# WHAT YOU WILL DO
Give back all the records exactly, keeping every line whole.

# GIVEN DATA
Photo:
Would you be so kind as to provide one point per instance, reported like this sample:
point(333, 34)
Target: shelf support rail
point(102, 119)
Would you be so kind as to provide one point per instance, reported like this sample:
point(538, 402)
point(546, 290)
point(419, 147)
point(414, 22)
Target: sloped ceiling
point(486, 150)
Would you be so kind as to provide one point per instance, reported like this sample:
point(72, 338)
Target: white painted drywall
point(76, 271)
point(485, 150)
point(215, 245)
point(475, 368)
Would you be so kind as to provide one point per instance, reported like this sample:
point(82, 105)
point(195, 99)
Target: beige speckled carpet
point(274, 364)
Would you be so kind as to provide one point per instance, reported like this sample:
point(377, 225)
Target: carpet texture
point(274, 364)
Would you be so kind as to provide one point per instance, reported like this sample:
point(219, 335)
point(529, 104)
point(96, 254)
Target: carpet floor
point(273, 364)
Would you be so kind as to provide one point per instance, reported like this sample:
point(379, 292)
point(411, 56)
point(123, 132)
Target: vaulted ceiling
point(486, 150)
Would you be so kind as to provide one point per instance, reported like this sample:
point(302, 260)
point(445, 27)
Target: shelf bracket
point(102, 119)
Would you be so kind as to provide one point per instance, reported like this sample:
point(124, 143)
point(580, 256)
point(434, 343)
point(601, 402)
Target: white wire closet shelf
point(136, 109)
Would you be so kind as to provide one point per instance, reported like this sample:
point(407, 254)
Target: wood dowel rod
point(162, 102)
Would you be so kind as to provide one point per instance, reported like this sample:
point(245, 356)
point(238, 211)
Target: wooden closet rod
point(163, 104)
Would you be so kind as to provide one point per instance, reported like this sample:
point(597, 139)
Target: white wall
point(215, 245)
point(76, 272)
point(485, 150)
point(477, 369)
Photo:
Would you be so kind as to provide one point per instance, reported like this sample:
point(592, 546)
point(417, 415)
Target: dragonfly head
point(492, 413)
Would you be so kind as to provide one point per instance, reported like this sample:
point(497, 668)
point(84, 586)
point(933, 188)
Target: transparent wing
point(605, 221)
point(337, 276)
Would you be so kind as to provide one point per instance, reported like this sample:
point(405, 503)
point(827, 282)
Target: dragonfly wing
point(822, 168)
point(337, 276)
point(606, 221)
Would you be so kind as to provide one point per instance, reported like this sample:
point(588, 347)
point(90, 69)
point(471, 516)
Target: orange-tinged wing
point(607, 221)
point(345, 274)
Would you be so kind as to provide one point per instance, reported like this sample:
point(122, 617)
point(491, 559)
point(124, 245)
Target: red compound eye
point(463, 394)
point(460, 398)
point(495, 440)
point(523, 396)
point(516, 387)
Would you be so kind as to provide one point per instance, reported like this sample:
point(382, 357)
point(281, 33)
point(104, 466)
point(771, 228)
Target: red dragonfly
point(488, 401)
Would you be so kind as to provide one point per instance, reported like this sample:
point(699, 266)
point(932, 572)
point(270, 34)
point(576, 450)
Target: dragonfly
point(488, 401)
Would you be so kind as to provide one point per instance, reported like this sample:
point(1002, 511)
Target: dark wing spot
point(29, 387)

# WRITTEN ANSWER
Photo:
Would you be so kind as to provide one point per instance, reported like this sample:
point(333, 34)
Target: shelf support rail
point(102, 119)
Would you be so kind as to provide one point per instance, reported like this sample:
point(538, 402)
point(546, 290)
point(419, 147)
point(414, 22)
Target: sloped ceiling
point(486, 150)
Would you be so kind as to provide one point per instance, reported like this sample:
point(72, 338)
Target: white painted drywall
point(76, 271)
point(485, 150)
point(215, 245)
point(475, 368)
Would you be so kind as to provide one point per instance, reported like this sample:
point(82, 105)
point(195, 99)
Target: beige speckled carpet
point(274, 364)
Would you be so kind as to provide one point per instance, reported like this sample:
point(377, 225)
Target: carpet texture
point(274, 364)
Would you be so kind as to provide one point per instance, reported like this sample:
point(219, 335)
point(529, 104)
point(96, 254)
Target: carpet floor
point(273, 364)
Would you be so kind as to provide one point per instance, reported like this sample:
point(379, 292)
point(411, 56)
point(123, 132)
Target: vaulted ceiling
point(486, 150)
Would you be so kind as to provide one point per instance, reported like this sample:
point(302, 260)
point(445, 27)
Target: shelf bracket
point(102, 119)
Would you be so kind as to provide one point per instance, reported like this sample:
point(124, 143)
point(580, 256)
point(434, 343)
point(601, 402)
Target: white wire closet shelf
point(136, 109)
Would you be so kind as to provide one point per instance, reported like this sample:
point(407, 254)
Target: wood dowel rod
point(162, 102)
Would you be so kind as to provide one point per instance, reported like this sample:
point(245, 356)
point(238, 211)
Target: wooden closet rod
point(163, 104)
Would you be so kind as to provide one point per instance, reported like this sample:
point(597, 139)
Target: white wall
point(215, 245)
point(76, 272)
point(485, 150)
point(477, 369)
Photo:
Would you be so kind as to provide one point per instance, reported like this sample:
point(592, 546)
point(417, 415)
Target: dragonfly head
point(492, 413)
Would you be so kind as to provide one point per instance, reported like this sample:
point(497, 668)
point(84, 586)
point(933, 188)
Target: transparent wing
point(605, 221)
point(337, 276)
Would you be so kind as to provide one point per instance, reported like this sample:
point(405, 503)
point(827, 282)
Target: dragonfly wing
point(822, 168)
point(337, 276)
point(606, 221)
Would you be so kind as to provide one point per instance, reported like this sample:
point(588, 347)
point(90, 69)
point(471, 516)
Target: orange-tinged wing
point(607, 221)
point(345, 274)
Would you be so kind as to provide one point per instance, reported like this sample:
point(122, 617)
point(491, 559)
point(124, 245)
Target: red compound eye
point(463, 394)
point(460, 398)
point(495, 440)
point(523, 396)
point(516, 387)
Would you be so kind as to provide one point per instance, reported like this sample:
point(382, 357)
point(281, 33)
point(104, 466)
point(771, 228)
Target: red dragonfly
point(488, 401)
Would you be so kind as to provide one point per instance, reported like this sample:
point(699, 266)
point(932, 572)
point(270, 34)
point(576, 450)
Target: dragonfly
point(488, 401)
Would you be so kind as to provide one point per instance, reported like this sample:
point(1002, 511)
Target: dark wing spot
point(29, 387)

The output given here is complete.